» **QUOTED PASSAGE**:
<<<<
Over the past two years, a lot of data and business teams have been doing the same thing: rebuilding strategy with LLMs. It started as assistance. The deeper we went, the bigger the dividend.

At first it was simple. Have the LLM help break down KPIs, propose business directions, write first drafts of plans. The efficiency was immediate. Then segment-level operations: each segment with its own messaging, perks, and cadence, far sharper than “one plan for everyone.” A step further was personalization at the user level. For every user, every visit, the model would compute on the spot the content, the pricing, the push action that fit them. This is the thing the internet industry has wanted to do for the past decade and a half but never quite could.

Each step finer brought positive feedback. AI looked omnipotent. The granularity we had never reached before was suddenly within range. Even complex multi-scenario decisions seemed like things we could gradually hand off to the model.

I was one of the optimists on this path. Until recently I was pulled into discussions about a new direction. After a few rounds of meetings I kept having a “something is off” feeling, but couldn’t name it. One day I was staring at a whiteboard packed with rule nodes and state transition arrows, and it hit me.

We were rebuilding an expert system, on top of LLMs.


Nobody talks about expert systems anymore. But from the 60s through the 80s, “expert system” was synonymous with AI. MYCIN helped doctors set antibiotic dosages. DENDRAL inferred molecular structures. XCON configured VAX servers for DEC’s customers and saved DEC tens of millions of dollars a year. Back then the story of AI was rules plus an inference engine.

Almost all of them were written in Lisp. McCarthy invented Lisp in 1958 for AI, when AI was essentially synonymous with symbolic computation. A few of Lisp’s features fit expert systems unusually well:

  • Homoiconic: code itself is data. One rule can read, modify, or synthesize another. The inference engine is not “running code” but “operating on data,” where the data happens to be code.
  • The macro system lets you write a DSL close to the business language, expanded into executable logic at compile time. Every expert system is essentially a domain-specific DSL.
  • REPL: a knowledge engineer can add a rule, change a rule, and see the inference result immediately, on a running system. No restart, no recompile.

Eventually even the shovels showed up. Symbolics, LMI, the Lisp Machine companies were a whole industry of their own.

Then it collapsed.
>>>>
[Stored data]
<<<<
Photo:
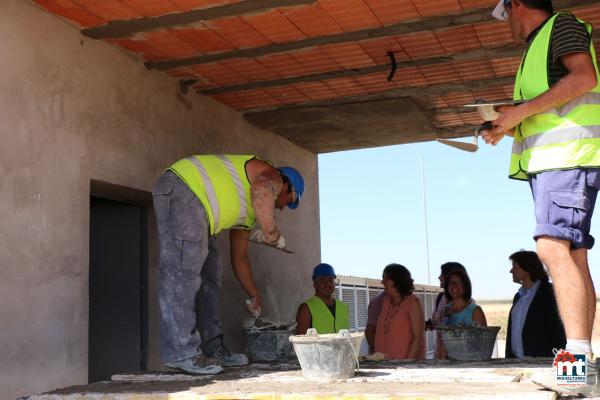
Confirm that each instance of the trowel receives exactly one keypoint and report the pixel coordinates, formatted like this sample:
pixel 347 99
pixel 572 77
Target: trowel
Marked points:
pixel 487 112
pixel 273 247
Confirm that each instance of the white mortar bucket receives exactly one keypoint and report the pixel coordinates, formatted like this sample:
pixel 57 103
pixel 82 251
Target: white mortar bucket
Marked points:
pixel 469 343
pixel 330 356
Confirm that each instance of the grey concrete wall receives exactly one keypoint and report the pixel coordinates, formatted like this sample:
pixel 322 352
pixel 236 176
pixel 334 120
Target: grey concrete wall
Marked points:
pixel 73 110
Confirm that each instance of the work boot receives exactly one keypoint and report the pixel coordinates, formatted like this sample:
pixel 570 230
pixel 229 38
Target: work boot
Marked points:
pixel 228 359
pixel 197 365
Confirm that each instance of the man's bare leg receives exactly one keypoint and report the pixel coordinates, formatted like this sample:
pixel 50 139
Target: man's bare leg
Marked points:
pixel 569 286
pixel 580 258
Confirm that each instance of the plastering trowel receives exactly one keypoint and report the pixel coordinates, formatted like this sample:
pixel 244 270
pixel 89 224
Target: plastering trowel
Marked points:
pixel 487 112
pixel 273 247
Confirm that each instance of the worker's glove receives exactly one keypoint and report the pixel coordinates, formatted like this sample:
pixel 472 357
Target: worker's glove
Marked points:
pixel 259 236
pixel 253 306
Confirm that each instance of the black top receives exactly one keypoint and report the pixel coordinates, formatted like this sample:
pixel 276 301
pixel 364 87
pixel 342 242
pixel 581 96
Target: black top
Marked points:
pixel 543 329
pixel 568 36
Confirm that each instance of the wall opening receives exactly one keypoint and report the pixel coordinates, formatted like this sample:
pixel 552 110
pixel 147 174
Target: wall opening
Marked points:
pixel 118 282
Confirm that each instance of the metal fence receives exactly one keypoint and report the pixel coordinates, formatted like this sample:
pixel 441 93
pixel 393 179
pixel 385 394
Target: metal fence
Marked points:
pixel 357 292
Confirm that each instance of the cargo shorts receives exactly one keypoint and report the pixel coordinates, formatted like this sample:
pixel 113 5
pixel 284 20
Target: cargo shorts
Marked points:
pixel 564 203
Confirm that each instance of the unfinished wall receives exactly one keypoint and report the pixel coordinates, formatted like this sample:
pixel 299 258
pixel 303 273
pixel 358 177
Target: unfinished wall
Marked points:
pixel 73 110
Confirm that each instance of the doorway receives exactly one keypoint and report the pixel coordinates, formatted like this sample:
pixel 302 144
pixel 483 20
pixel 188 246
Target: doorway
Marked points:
pixel 117 289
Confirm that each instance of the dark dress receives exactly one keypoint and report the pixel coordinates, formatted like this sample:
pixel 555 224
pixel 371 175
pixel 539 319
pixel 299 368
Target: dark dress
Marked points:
pixel 543 329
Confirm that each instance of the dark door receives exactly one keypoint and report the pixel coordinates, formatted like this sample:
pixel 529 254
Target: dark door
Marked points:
pixel 117 294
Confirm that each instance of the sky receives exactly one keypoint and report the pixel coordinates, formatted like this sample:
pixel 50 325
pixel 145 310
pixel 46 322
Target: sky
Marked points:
pixel 371 211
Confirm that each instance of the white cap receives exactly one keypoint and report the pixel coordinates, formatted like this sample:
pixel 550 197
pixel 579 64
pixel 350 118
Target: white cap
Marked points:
pixel 500 12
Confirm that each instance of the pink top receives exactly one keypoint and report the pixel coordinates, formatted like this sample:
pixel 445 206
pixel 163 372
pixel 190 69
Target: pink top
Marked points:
pixel 393 333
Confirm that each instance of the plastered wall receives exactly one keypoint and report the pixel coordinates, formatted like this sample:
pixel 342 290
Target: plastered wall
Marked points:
pixel 74 110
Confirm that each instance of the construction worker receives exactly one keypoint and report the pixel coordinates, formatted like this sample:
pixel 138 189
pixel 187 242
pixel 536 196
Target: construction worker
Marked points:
pixel 322 311
pixel 194 200
pixel 556 147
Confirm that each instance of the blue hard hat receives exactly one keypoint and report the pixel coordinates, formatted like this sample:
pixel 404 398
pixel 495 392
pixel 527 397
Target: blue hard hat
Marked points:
pixel 322 270
pixel 296 181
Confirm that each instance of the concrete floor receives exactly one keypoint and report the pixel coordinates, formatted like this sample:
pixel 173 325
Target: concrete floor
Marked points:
pixel 493 379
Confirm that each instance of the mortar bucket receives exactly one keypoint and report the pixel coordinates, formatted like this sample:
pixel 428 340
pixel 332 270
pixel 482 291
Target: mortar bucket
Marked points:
pixel 330 356
pixel 268 345
pixel 468 343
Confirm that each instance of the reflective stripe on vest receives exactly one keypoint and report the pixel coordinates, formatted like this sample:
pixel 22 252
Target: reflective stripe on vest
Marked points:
pixel 221 185
pixel 237 181
pixel 561 138
pixel 322 319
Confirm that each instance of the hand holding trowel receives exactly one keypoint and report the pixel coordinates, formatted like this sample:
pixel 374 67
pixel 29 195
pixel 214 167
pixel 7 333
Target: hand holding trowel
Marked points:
pixel 259 237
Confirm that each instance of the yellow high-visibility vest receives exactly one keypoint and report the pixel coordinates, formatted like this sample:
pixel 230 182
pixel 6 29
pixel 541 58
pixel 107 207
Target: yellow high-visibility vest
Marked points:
pixel 565 137
pixel 221 184
pixel 322 319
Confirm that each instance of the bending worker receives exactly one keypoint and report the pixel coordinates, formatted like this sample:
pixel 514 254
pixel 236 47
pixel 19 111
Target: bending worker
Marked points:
pixel 194 200
pixel 322 311
pixel 556 148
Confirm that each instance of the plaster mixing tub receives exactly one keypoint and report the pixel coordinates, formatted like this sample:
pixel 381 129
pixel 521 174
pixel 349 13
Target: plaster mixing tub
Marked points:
pixel 331 356
pixel 467 343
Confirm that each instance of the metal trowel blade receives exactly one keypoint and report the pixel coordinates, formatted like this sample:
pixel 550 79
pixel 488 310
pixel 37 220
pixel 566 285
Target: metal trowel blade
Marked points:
pixel 273 247
pixel 470 147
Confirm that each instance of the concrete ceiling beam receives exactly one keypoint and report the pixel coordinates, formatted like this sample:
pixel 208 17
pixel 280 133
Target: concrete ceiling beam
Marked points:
pixel 427 24
pixel 127 28
pixel 417 92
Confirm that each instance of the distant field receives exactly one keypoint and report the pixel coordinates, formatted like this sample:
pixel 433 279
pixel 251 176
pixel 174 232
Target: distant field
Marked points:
pixel 496 313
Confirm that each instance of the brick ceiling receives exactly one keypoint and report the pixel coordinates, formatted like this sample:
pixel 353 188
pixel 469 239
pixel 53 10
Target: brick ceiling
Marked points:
pixel 268 58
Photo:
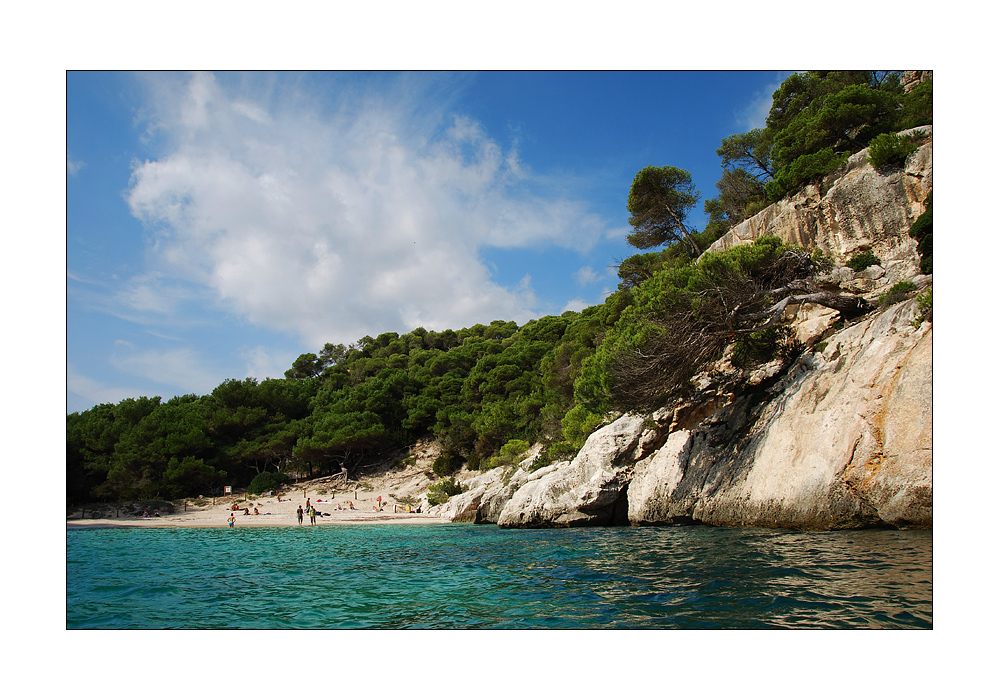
>>>>
» **EXERCISE SET**:
a - Translate this sentence from the essay on LLMs and expert systems into French: "We were rebuilding an expert system, on top of LLMs."
b - Carry on the essay on LLMs and expert systems, picking up right after its final line, "Then it collapsed."

» **RESULTS OF THE EXERCISE**:
a - Nous étions en train de reconstruire un système expert, sur la base de LLM.

b -
Where did it collapse?

First, rule explosion. A few hundred rules are manageable. Past a thousand, no one can fully predict the interactions between rules. A new rule could trigger chain reactions in existing rules in ways you didn’t anticipate. Changing a rule could break a scenario that had been working fine. Maintenance cost grows super-linearly. MYCIN had 600 rules; the pairwise conflict space is 180,000 pairs.

Second, the business rules themselves keep changing. New diseases, new products, new regulations, new exceptions. Each change requires recalibrating the rule set. Knowledge engineers’ throughput could never keep up with the business iteration speed.

Third, slow. Extracting rules from domain experts one at a time, formalizing them, going from zero to usable typically took two to three years.

XCON ran at DEC for ten years and saved the company $40 million annually. The maintenance team eventually grew to 55 people working full-time on the rule base. It was finally retired, not because it stopped working, but because the maintenance cost had passed the savings.

When AI Winter arrived, no one was surprised.


Forty years later, LLMs solved some of these problems.

Knowledge acquisition is no longer manual. The models have ingested most of human domain knowledge. You no longer need a knowledge engineer to extract and formalize rules one by one.

Fuzzy matching is no longer a problem either. Where expert systems used to need “if patient age > 60 and body temperature > 38.5 then…”, an LLM can read a natural language description and surface the relevant rules, or directly generate the executable rule code.

Both are progress. Two problems remain.

Rule explosion is still there. Hanging a structured rule graph and a state machine off an LLM does not make rule interactions controllable just because the substrate is now a Transformer. Past a certain threshold, debugging and regression testing become a nightmare just the same.

The business rules keep changing, and the LLM can’t solve that either. No matter how large the model, it doesn’t know what new product you’ll ship next quarter or how a new strategy will cascade through old rules. That has to be maintained by humans. The work is not fundamentally different from thirty years ago.

Strapping an LLM onto a state machine is like using a supercar engine to push an ox cart. The engine is good. The axles and wheels are still from thirty years ago.


Does that mean the expert-system path is wrong for every scenario? Not quite.

Where the rule count is stable, business rules rarely change, and compliance demands interpretability and auditability, expert systems never really died. They just changed names. Bank risk-control engines, clinical decision support, aerospace fault-tree reasoning, all of these are the same paradigm. Adding an LLM here is reasonable: let the LLM handle knowledge acquisition and fuzzy matching, while the rule set itself stays stable. The rule explosion problem is naturally sealed in by the business boundary.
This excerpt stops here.